What to work on. Reproduce every one of the following entries character for character, with no changes.

Extracted data.
— START —

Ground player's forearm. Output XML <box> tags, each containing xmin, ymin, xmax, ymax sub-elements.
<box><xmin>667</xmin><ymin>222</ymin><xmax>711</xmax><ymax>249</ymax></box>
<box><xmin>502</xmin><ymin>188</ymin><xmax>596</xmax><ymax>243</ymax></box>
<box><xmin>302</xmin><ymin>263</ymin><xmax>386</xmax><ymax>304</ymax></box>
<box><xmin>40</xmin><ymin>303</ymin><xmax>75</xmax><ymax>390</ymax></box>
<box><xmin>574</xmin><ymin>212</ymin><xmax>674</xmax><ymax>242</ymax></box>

— END —

Written response.
Ground player's forearm. Output XML <box> tags, each containing xmin, ymin, xmax, ymax sub-elements.
<box><xmin>667</xmin><ymin>222</ymin><xmax>711</xmax><ymax>249</ymax></box>
<box><xmin>502</xmin><ymin>188</ymin><xmax>596</xmax><ymax>243</ymax></box>
<box><xmin>302</xmin><ymin>263</ymin><xmax>386</xmax><ymax>304</ymax></box>
<box><xmin>40</xmin><ymin>303</ymin><xmax>75</xmax><ymax>390</ymax></box>
<box><xmin>574</xmin><ymin>212</ymin><xmax>674</xmax><ymax>242</ymax></box>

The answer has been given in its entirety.